■ **Aufgaben im Überblick**:
• A. Erläutern Sie in ein bis drei Sätzen, worin laut dem Text zur Rechtfertigung der Rassentrennung diese Rechtfertigung letztlich lag.
• B. Führen Sie den Text zur Rechtfertigung der Rassentrennung im Anschluss an seinen letzten Satz weiter.

Rose sieht in dieser Sichtweise des „Weißen“ eine teilweise unterbewusste, aber gerade dadurch sehr tief sitzende, Rechtfertigungstheorie für das eigene Handeln. Die Rechtfertigung der Rassentrennung lag also letztendlich darin, dass der „Schwarze“ nicht durch seine Unterdrückung bzw. Separierung geistig, sozial und kulturell zurückgeblieben war, sondern dieses von Natur aus war und seine Separierung also nur die logische Konsequenz darstellte. Dieses „von Natur aus“ wurde im öffentlichen Bewusstsein biologisch verstanden und war die direkte Rechtfertigung für das Verbot von „Mischehen“ in den meisten Südstaaten.

■ **Datenauszug**:
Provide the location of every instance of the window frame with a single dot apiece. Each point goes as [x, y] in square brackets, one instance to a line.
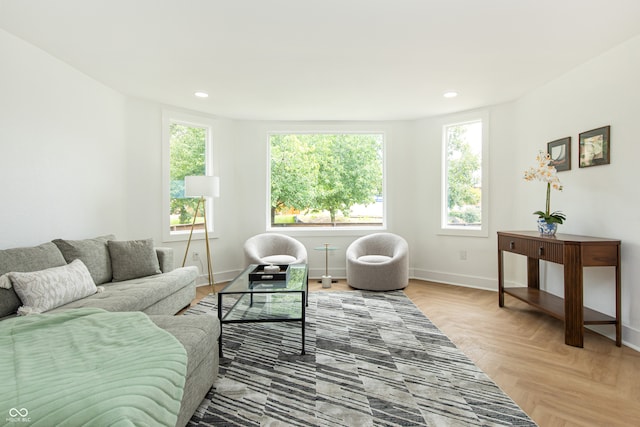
[318, 229]
[169, 117]
[471, 231]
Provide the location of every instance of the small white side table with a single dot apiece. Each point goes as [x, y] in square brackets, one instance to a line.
[326, 279]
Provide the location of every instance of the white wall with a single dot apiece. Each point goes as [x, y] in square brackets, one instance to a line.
[62, 150]
[598, 201]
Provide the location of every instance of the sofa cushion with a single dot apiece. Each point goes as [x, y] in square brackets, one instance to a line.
[94, 253]
[43, 290]
[33, 258]
[132, 259]
[138, 294]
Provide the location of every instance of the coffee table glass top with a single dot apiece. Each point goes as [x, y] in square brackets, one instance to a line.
[265, 300]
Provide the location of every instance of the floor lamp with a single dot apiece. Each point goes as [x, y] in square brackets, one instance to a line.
[201, 186]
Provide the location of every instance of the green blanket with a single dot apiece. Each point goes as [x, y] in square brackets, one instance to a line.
[89, 367]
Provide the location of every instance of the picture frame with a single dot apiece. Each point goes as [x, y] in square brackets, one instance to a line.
[595, 147]
[560, 152]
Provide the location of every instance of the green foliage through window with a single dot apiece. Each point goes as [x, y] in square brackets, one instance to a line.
[463, 173]
[326, 179]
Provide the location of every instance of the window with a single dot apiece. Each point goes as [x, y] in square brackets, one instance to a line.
[187, 152]
[464, 193]
[326, 180]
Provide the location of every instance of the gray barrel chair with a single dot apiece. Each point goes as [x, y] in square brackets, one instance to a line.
[274, 248]
[378, 262]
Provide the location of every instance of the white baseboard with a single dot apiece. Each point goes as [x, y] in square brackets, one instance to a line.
[476, 282]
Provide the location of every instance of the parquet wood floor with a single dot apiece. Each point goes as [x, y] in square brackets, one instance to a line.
[523, 351]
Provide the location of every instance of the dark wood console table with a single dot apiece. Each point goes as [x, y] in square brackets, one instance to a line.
[574, 252]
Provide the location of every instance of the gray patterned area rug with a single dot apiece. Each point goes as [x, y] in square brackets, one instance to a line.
[372, 359]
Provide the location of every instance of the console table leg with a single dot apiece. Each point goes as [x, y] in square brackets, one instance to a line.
[573, 298]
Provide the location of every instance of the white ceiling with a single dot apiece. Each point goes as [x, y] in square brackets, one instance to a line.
[323, 59]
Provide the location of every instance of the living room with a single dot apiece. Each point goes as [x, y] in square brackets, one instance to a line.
[80, 159]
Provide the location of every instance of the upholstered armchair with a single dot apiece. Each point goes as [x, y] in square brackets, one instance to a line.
[378, 262]
[273, 248]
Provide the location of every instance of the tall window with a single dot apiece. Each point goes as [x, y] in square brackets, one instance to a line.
[464, 197]
[326, 179]
[187, 153]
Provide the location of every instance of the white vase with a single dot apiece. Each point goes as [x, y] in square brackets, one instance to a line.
[547, 229]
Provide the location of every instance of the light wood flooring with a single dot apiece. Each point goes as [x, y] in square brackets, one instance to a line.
[523, 351]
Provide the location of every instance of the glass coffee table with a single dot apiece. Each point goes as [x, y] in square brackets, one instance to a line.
[258, 296]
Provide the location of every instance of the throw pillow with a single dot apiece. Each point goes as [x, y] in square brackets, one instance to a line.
[132, 259]
[44, 290]
[94, 253]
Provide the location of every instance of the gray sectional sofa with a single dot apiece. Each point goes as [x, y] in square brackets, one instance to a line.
[145, 280]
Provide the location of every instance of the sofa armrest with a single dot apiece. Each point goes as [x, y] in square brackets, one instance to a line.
[165, 259]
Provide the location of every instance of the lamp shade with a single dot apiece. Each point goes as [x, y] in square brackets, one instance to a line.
[202, 186]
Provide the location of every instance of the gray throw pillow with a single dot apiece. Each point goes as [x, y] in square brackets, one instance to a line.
[132, 259]
[39, 257]
[94, 253]
[43, 290]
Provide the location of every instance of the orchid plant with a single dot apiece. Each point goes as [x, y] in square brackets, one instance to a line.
[546, 172]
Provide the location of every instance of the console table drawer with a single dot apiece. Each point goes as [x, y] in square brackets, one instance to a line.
[546, 251]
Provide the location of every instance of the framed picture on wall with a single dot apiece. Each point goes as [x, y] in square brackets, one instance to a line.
[560, 152]
[595, 147]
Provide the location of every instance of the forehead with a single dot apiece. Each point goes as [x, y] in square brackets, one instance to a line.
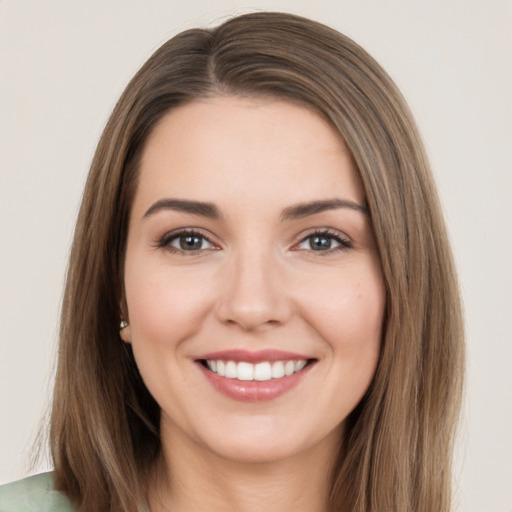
[246, 151]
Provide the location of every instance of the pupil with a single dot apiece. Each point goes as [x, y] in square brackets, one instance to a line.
[190, 242]
[320, 242]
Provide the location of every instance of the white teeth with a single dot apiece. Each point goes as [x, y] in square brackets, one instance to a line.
[231, 370]
[278, 370]
[260, 371]
[245, 371]
[289, 367]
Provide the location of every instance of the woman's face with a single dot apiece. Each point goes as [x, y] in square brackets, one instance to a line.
[253, 285]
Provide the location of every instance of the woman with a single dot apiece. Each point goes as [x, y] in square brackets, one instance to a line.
[261, 301]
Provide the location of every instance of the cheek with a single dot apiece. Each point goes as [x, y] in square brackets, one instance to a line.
[347, 310]
[165, 304]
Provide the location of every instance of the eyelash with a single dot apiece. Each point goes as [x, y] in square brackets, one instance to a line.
[168, 238]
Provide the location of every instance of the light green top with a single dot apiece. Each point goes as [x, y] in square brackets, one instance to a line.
[33, 494]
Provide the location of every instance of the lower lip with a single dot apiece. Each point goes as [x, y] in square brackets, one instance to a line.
[253, 390]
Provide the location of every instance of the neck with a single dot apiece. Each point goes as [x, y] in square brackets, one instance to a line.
[191, 478]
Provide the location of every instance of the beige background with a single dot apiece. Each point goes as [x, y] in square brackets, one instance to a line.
[64, 63]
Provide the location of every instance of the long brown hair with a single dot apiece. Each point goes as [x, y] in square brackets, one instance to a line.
[398, 441]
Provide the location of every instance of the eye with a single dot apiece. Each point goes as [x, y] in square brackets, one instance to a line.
[324, 241]
[186, 241]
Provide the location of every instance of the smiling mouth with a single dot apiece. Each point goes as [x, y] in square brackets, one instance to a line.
[261, 372]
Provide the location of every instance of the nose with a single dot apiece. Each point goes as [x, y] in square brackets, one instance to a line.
[253, 294]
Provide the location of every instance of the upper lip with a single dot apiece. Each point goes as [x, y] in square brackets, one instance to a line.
[250, 356]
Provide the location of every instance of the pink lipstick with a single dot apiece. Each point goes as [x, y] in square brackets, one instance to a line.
[254, 376]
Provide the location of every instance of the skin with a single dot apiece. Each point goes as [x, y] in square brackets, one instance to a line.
[255, 283]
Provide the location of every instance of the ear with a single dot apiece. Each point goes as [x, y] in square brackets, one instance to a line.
[126, 334]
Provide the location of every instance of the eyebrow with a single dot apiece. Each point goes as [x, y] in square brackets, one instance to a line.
[209, 210]
[184, 205]
[305, 209]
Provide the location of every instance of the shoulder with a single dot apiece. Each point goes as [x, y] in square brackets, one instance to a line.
[33, 494]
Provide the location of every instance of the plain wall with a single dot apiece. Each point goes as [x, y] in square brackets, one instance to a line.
[62, 67]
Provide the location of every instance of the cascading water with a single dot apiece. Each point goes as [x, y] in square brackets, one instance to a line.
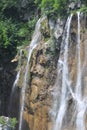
[18, 73]
[35, 40]
[15, 84]
[81, 103]
[63, 87]
[63, 99]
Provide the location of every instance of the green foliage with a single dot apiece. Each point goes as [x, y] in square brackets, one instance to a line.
[11, 122]
[53, 7]
[7, 34]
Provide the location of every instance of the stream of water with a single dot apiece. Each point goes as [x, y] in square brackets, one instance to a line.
[35, 40]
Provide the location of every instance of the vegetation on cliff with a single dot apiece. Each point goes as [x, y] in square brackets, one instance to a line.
[18, 18]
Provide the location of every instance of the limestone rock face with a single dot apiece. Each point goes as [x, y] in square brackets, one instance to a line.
[43, 70]
[42, 77]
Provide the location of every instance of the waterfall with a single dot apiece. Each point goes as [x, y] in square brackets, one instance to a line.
[15, 83]
[63, 86]
[81, 103]
[63, 99]
[18, 73]
[35, 40]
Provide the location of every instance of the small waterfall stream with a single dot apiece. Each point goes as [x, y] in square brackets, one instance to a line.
[63, 99]
[62, 96]
[15, 84]
[35, 40]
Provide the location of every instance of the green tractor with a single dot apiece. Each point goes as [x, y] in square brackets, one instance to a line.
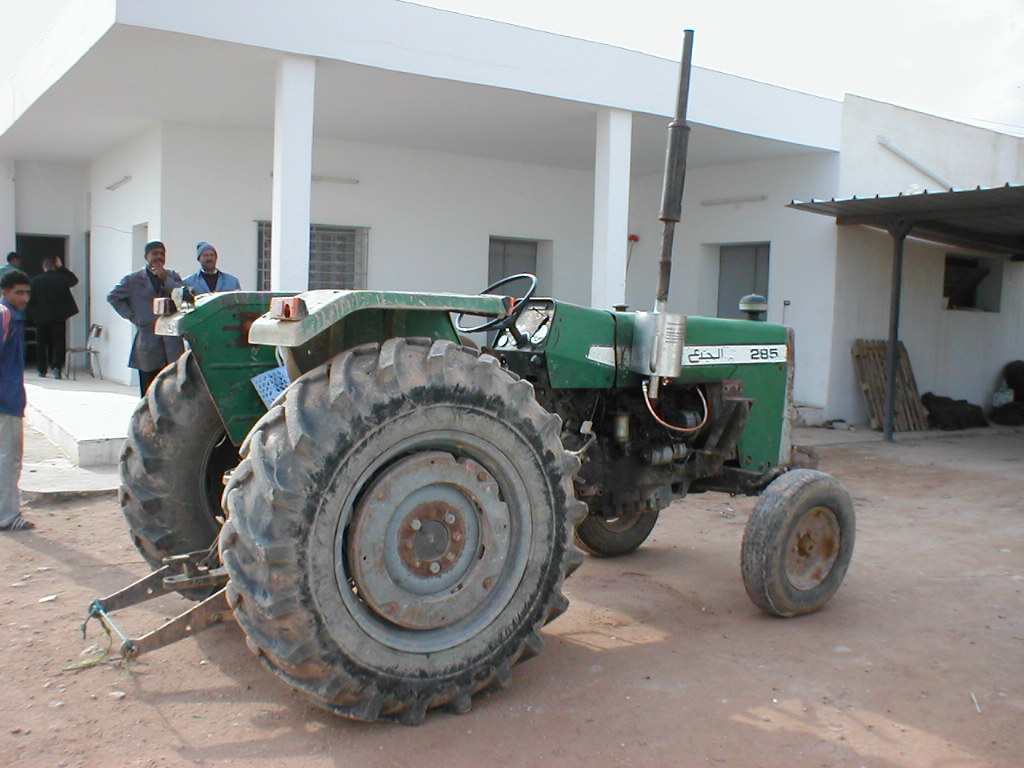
[389, 511]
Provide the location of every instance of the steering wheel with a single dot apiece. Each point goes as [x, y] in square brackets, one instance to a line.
[508, 320]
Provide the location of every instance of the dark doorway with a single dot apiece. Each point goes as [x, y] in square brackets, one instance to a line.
[33, 249]
[742, 269]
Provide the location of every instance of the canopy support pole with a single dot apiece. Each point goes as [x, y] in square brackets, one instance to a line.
[899, 230]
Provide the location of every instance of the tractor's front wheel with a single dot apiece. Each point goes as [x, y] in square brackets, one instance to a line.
[172, 466]
[399, 528]
[798, 543]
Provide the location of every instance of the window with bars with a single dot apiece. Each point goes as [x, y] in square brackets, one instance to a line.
[337, 256]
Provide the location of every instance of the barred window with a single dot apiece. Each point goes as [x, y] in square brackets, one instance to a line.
[337, 256]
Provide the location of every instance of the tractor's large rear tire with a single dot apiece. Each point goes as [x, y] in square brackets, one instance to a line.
[172, 466]
[399, 528]
[798, 543]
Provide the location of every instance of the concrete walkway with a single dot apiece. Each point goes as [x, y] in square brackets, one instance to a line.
[75, 430]
[73, 435]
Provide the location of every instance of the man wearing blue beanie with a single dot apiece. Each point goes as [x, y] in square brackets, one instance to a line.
[209, 279]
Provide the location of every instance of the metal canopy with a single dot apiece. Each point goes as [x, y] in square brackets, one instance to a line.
[989, 219]
[982, 219]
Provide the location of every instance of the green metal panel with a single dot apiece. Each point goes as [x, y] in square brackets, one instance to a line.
[581, 348]
[764, 383]
[327, 308]
[217, 331]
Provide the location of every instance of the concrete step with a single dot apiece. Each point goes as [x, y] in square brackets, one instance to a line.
[87, 418]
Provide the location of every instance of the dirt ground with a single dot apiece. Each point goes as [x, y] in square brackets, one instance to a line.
[660, 659]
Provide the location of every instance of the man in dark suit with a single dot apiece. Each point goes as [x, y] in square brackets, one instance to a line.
[49, 308]
[132, 299]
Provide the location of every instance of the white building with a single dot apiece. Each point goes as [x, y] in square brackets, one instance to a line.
[438, 150]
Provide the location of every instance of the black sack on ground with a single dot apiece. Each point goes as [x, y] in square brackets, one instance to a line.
[945, 413]
[1014, 375]
[1011, 415]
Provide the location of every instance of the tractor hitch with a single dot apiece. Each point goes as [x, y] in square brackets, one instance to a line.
[179, 573]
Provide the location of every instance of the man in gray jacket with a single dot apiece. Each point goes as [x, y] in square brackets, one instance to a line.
[132, 299]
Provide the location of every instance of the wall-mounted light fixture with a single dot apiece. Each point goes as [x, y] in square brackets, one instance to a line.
[731, 201]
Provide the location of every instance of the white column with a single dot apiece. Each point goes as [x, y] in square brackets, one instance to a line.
[7, 220]
[293, 158]
[611, 207]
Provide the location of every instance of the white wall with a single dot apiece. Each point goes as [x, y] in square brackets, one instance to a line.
[430, 215]
[53, 200]
[966, 156]
[8, 227]
[113, 214]
[954, 353]
[802, 253]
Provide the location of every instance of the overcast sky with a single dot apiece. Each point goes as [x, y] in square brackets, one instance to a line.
[958, 58]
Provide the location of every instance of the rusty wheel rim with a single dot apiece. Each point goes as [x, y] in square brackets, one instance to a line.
[813, 548]
[430, 553]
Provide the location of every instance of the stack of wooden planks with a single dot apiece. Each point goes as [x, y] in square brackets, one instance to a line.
[869, 364]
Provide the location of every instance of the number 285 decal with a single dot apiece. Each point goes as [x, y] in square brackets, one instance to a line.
[734, 354]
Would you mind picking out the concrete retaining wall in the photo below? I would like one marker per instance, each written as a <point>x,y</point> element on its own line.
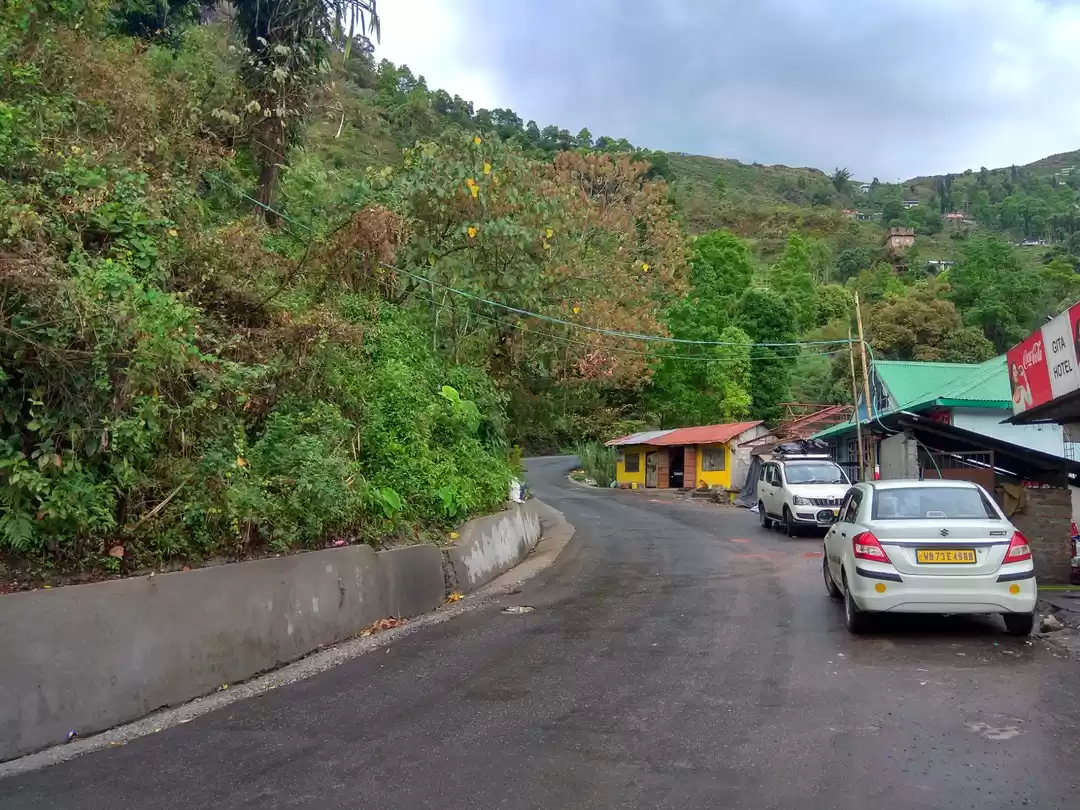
<point>91,657</point>
<point>489,545</point>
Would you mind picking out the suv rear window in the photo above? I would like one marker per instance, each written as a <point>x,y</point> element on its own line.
<point>919,503</point>
<point>814,472</point>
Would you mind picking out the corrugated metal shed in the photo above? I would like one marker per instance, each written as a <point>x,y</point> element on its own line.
<point>673,437</point>
<point>705,434</point>
<point>647,436</point>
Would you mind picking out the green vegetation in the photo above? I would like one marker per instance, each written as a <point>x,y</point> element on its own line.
<point>259,293</point>
<point>597,461</point>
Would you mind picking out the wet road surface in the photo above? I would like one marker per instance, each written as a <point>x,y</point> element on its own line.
<point>678,657</point>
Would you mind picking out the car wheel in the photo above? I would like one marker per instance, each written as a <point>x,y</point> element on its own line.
<point>834,592</point>
<point>855,620</point>
<point>1020,624</point>
<point>766,521</point>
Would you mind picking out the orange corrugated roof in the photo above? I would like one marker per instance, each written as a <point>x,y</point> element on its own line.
<point>704,434</point>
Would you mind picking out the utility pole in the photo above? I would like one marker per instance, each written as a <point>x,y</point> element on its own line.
<point>866,387</point>
<point>854,399</point>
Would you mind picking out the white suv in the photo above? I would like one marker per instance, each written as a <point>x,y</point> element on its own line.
<point>800,493</point>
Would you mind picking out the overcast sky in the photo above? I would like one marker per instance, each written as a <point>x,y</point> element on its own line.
<point>887,88</point>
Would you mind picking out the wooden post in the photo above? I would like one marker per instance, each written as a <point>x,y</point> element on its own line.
<point>872,455</point>
<point>854,399</point>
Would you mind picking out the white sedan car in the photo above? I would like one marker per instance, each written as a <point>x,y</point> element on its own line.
<point>928,547</point>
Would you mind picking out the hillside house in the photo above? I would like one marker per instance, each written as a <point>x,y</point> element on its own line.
<point>949,417</point>
<point>898,240</point>
<point>686,458</point>
<point>972,396</point>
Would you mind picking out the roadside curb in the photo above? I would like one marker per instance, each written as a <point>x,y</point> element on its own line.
<point>557,532</point>
<point>583,485</point>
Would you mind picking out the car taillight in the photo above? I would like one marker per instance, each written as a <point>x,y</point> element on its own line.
<point>1018,550</point>
<point>866,547</point>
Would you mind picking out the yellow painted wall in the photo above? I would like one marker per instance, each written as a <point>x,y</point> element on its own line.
<point>714,477</point>
<point>624,477</point>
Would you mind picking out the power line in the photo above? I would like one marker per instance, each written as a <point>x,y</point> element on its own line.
<point>561,338</point>
<point>550,319</point>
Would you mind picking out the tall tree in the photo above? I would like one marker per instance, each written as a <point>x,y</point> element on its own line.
<point>996,294</point>
<point>793,278</point>
<point>841,180</point>
<point>699,385</point>
<point>287,42</point>
<point>768,318</point>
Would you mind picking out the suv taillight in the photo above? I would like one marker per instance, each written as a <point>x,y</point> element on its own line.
<point>1018,550</point>
<point>867,547</point>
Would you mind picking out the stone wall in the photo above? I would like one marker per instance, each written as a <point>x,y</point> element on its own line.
<point>489,545</point>
<point>86,658</point>
<point>1045,521</point>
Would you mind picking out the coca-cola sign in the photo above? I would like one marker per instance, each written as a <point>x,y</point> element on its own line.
<point>1047,365</point>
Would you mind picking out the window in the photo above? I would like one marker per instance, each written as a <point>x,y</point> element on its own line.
<point>714,459</point>
<point>814,472</point>
<point>917,503</point>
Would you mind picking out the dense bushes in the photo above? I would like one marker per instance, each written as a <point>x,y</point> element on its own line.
<point>176,383</point>
<point>598,461</point>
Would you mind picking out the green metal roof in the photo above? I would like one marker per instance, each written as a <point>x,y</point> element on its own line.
<point>922,385</point>
<point>916,386</point>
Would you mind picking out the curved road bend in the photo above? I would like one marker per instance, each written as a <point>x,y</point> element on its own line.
<point>678,657</point>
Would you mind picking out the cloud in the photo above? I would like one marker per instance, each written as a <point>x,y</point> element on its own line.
<point>890,89</point>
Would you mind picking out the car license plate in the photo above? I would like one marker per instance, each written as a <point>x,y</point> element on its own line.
<point>945,555</point>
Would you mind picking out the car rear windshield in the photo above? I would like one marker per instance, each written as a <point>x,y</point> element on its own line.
<point>916,503</point>
<point>814,473</point>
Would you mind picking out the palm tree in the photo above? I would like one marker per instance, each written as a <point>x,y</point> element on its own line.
<point>286,41</point>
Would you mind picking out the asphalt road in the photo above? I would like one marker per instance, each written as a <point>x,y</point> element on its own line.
<point>678,657</point>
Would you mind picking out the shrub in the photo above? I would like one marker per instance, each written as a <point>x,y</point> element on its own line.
<point>597,461</point>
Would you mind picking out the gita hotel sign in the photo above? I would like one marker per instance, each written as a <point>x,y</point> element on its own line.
<point>1045,366</point>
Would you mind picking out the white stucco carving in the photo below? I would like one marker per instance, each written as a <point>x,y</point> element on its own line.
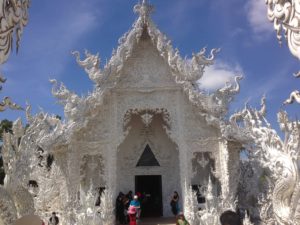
<point>14,17</point>
<point>146,94</point>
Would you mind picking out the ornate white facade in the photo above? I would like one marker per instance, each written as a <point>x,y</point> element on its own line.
<point>147,94</point>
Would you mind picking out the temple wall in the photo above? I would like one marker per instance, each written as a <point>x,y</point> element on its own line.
<point>165,151</point>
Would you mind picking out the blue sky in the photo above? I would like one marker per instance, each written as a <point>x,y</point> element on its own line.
<point>240,28</point>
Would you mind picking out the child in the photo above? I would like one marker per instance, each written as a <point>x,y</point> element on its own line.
<point>132,215</point>
<point>181,219</point>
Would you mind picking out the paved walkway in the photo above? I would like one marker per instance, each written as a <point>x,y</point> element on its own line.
<point>157,221</point>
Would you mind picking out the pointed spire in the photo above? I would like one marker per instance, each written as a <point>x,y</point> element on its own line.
<point>144,9</point>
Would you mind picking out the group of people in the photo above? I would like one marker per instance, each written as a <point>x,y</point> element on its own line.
<point>227,218</point>
<point>128,208</point>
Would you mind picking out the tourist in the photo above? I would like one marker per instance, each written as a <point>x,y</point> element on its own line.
<point>120,208</point>
<point>132,215</point>
<point>136,203</point>
<point>129,195</point>
<point>126,207</point>
<point>53,220</point>
<point>230,218</point>
<point>181,219</point>
<point>175,203</point>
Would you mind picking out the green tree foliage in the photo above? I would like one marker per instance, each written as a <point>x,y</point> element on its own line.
<point>5,126</point>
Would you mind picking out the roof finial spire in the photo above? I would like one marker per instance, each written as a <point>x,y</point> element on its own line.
<point>144,9</point>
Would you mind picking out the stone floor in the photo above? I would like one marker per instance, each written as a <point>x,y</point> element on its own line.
<point>157,221</point>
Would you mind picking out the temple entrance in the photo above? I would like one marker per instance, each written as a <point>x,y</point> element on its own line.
<point>151,189</point>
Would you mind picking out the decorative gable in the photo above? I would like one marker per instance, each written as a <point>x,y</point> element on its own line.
<point>147,158</point>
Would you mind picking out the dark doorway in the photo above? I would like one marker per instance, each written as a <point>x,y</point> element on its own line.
<point>151,189</point>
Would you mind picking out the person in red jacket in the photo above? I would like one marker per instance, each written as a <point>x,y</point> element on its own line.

■ **Antworten je Aufgabe**:
• A. Laut Text lag die Rechtfertigung darin, dass der „Schwarze“ als von Natur aus geistig, sozial und kulturell zurückgeblieben galt und nicht erst durch seine Unterdrückung bzw. Separierung. Seine Separierung erschien deshalb nur als logische Konsequenz. Dieses „von Natur aus“ wurde biologisch verstanden und rechtfertigte direkt das Verbot von „Mischehen“ in den meisten Südstaaten.

• B.
Diese rassistischen Vorstellungen, die tief im Bewusstsein des „weißen“ Amerika verankert waren, standen in recht krassem Gegensatz zur Verfassung der USA. Im 14. Zusatzartikel zur Verfassung ist die Rechtsgleichheit aller US-Bürger, unabhängig von Rasse oder nationaler Abstammung festgeschrieben. In einem demokratischen Staat muss die Rechtspraxis jedoch versuchen, diesen Widerspruch auszugleichen.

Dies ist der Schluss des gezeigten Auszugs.